**Materials provided**

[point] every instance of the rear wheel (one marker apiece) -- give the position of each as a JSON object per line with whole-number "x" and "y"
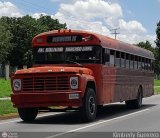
{"x": 137, "y": 103}
{"x": 89, "y": 107}
{"x": 28, "y": 114}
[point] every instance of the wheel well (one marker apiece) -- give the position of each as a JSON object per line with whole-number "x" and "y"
{"x": 140, "y": 87}
{"x": 91, "y": 84}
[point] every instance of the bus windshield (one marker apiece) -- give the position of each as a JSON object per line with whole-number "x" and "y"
{"x": 62, "y": 55}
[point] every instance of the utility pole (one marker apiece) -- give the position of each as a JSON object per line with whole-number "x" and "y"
{"x": 114, "y": 31}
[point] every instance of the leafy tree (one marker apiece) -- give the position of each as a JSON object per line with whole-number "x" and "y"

**Assigned task**
Each line above should be output exactly, apart from the pictures.

**Task solution**
[point] every instance of the rear wheel (one marker apiece) -- give the position of each as a JSON object per line with whole-number "x" and "y"
{"x": 137, "y": 103}
{"x": 89, "y": 107}
{"x": 28, "y": 114}
[point] every instance of the wheel well (one marker apiece) -- give the position of each as a JSON object per line with whole-number "x" and "y"
{"x": 140, "y": 87}
{"x": 91, "y": 84}
[point] every instance of the bus windshield (one marker apiece) -- give the position of each as a JSON object per line with whole-number "x" and "y"
{"x": 62, "y": 55}
[point] every instance of the utility pole (one marker apiece) -- give the position of each as a JSON object per line with whole-number "x" and "y"
{"x": 114, "y": 31}
[point] every instance of the leafy tree (one marker apiece) -- give the position of each as a JSON object per line with whole-number "x" and "y"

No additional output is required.